-- PROBLEM TO WORK ON --
Return every row below word for word, without changing anything.

BEGIN PROVIDED RECORDS

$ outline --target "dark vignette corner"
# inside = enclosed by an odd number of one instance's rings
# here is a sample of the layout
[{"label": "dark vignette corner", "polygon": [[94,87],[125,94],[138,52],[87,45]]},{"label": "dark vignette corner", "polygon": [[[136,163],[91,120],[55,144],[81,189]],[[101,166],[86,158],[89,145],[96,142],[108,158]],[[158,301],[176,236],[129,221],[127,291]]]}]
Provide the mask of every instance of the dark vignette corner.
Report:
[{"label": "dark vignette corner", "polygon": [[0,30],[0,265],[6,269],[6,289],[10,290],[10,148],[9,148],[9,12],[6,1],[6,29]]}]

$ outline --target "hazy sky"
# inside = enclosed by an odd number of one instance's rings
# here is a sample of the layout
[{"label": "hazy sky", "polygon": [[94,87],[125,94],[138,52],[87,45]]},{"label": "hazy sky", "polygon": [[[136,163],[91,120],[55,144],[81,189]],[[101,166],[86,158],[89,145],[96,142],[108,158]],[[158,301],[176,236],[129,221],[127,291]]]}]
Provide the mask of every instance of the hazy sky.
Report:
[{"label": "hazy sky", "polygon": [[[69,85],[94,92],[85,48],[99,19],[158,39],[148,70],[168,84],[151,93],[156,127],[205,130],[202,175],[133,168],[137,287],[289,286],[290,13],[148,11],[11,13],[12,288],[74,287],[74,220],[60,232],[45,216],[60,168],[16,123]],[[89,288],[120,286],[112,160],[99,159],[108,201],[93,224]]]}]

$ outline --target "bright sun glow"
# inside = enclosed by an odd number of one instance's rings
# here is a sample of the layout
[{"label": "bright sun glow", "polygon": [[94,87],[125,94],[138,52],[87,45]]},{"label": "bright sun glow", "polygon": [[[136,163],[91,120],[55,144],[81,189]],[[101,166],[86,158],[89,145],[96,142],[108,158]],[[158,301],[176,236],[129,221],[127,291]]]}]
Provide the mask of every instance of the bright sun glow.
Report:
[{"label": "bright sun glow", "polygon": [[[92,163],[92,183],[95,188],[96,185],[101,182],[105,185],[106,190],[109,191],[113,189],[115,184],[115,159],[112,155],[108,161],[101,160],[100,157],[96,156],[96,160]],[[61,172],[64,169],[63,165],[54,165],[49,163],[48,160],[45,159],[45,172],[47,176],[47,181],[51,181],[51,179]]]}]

END PROVIDED RECORDS

-- FULL OUTPUT --
$ outline --target "dark vignette corner"
# inside = enclosed by an odd number of one instance's rings
# here is a sample of the layout
[{"label": "dark vignette corner", "polygon": [[94,87],[125,94],[138,52],[87,45]]},{"label": "dark vignette corner", "polygon": [[[136,163],[91,120],[55,144],[81,189]],[[101,166],[86,158],[89,145],[96,142],[108,158]],[[158,301],[176,236],[129,221],[127,291]]]}]
Provide the mask of every instance of the dark vignette corner.
Report:
[{"label": "dark vignette corner", "polygon": [[0,30],[0,265],[6,269],[6,289],[10,290],[10,148],[9,148],[9,12],[6,1],[6,29]]}]

$ outline --target "hazy sky"
# inside = enclosed by an odd number of one instance's rings
# here is a sample of the layout
[{"label": "hazy sky", "polygon": [[94,87],[125,94],[138,52],[87,45]]},{"label": "hazy sky", "polygon": [[[136,163],[91,120],[55,144],[81,189]],[[101,166],[86,158],[89,145],[96,142],[108,158]],[[158,301],[176,236],[129,221],[127,291]]]}]
Provide the mask of every instance of the hazy sky.
Report:
[{"label": "hazy sky", "polygon": [[[69,85],[94,92],[85,48],[99,19],[158,39],[148,70],[168,84],[151,93],[156,127],[205,130],[202,175],[133,168],[137,287],[289,286],[290,13],[148,11],[11,13],[12,288],[74,287],[74,220],[60,232],[45,216],[60,168],[16,123]],[[89,288],[120,286],[112,160],[99,159],[108,201],[93,224]]]}]

$ outline --target "bright sun glow"
# inside = enclosed by an odd number of one instance's rings
# here is a sample of the layout
[{"label": "bright sun glow", "polygon": [[94,87],[125,94],[138,52],[87,45]]},{"label": "bright sun glow", "polygon": [[[136,163],[91,120],[55,144],[81,189]],[[101,166],[86,158],[89,145],[96,142],[108,158]],[[158,301],[176,236],[129,221],[127,291]]]}]
Provide the mask of every instance of the bright sun glow.
Report:
[{"label": "bright sun glow", "polygon": [[[92,163],[92,183],[95,188],[96,185],[101,182],[105,185],[106,190],[109,191],[113,189],[115,184],[115,159],[112,155],[108,161],[101,160],[100,157],[96,156],[96,160]],[[61,172],[64,169],[63,165],[54,165],[49,163],[48,160],[45,159],[45,172],[47,176],[47,181],[51,181],[51,179]]]}]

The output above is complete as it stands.